In the entries below, spot each line with the word "edge" and copy it.

----- Input data -----

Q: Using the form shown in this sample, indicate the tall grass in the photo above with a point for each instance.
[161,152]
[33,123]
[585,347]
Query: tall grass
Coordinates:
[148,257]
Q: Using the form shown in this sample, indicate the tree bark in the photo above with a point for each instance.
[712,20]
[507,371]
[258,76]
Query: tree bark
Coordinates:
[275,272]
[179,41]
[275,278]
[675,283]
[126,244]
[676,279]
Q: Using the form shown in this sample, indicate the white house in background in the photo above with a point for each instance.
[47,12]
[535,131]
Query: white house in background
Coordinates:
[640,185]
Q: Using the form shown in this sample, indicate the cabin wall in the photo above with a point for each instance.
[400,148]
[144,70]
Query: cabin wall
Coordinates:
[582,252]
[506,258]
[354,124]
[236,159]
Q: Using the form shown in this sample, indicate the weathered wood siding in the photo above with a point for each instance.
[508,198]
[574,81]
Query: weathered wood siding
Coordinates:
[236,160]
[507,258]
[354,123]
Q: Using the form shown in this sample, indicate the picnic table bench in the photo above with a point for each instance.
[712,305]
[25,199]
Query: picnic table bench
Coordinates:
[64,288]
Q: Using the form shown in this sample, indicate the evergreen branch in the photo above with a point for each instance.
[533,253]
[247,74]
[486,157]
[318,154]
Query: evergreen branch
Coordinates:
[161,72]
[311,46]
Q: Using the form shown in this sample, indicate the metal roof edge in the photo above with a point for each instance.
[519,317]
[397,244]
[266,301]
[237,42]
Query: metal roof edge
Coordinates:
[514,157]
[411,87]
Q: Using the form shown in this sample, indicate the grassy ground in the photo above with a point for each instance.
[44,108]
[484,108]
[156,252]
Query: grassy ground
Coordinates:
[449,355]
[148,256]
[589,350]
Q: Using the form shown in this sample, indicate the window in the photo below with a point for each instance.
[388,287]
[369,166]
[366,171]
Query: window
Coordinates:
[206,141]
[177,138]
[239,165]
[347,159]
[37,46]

-----

→ **Result below**
Q: Using the form shown in this sample, indicate the metal roof edge in the photo above with a point for each instance.
Query: metal roof edge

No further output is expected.